- _WHAT THE TASK REQUIRES_: Reproduce all of the material below word for word, leaving out the pictures.

--- --- ---

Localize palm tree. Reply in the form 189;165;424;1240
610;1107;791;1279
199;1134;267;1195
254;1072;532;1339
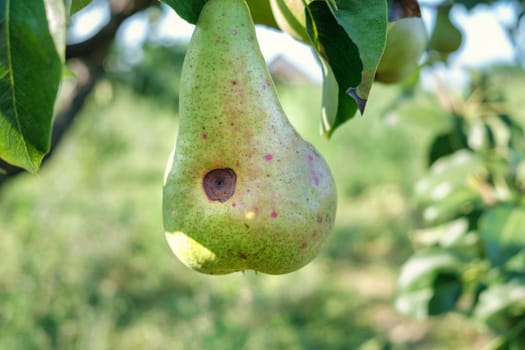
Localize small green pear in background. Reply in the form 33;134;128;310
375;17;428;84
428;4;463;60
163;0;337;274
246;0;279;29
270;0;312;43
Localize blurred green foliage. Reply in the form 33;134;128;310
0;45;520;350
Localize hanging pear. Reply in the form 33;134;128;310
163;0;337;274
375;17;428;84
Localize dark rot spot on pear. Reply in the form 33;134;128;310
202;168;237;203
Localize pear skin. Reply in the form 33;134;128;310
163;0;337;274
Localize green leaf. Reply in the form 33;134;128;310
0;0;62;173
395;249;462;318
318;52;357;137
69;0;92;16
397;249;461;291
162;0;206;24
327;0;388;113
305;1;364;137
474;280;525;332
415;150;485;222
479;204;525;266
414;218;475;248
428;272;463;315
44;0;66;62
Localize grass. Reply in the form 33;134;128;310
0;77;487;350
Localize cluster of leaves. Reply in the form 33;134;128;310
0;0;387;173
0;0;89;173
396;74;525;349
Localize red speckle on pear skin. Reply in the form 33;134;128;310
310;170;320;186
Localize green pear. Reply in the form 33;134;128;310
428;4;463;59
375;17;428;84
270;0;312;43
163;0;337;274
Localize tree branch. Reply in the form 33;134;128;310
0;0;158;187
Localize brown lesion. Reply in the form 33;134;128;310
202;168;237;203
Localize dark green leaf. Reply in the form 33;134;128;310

--- --- ---

- _EXERCISE SOLUTION_:
Localize palm tree. Reply in the form 189;165;424;1240
610;1107;791;1279
199;1134;267;1195
254;1072;532;1339
Localize small green pear in background. Reply in the form 33;134;128;310
375;17;428;84
428;4;463;60
163;0;337;274
246;0;279;29
270;0;312;43
Localize blurred green foliage. Reply in the form 33;134;128;310
0;45;520;350
Localize hanging pear. Reply in the form 33;134;128;310
163;0;337;274
375;17;428;84
Localize dark rot spot on pear. Reply in the form 33;134;128;310
202;168;237;203
Localize pear skin. Reply in the form 33;134;128;310
163;0;337;274
Localize green leaf. Reply in the form 33;134;128;310
0;0;62;173
395;249;462;318
318;52;357;137
69;0;92;16
397;249;461;291
162;0;206;24
327;0;388;113
305;1;364;137
474;280;525;332
415;150;485;222
479;204;525;266
414;218;475;248
428;272;463;315
44;0;66;62
Localize grass. Reply in the form 33;134;128;310
0;77;487;350
Localize cluster of leaves. Reply in the form 33;134;128;310
0;0;387;173
0;0;89;173
396;74;525;349
Localize red speckle on pear skin. Reply in the form 33;134;128;310
310;170;320;186
Localize green pear. Reply in the form 33;134;128;310
428;4;463;59
375;17;428;84
270;0;312;43
163;0;337;274
Localize tree branch. Reply in the form 33;134;128;310
0;0;158;187
Localize brown lesion. Reply in the form 33;134;128;310
202;168;237;203
Localize dark green leaf. Reply in the form 33;134;128;310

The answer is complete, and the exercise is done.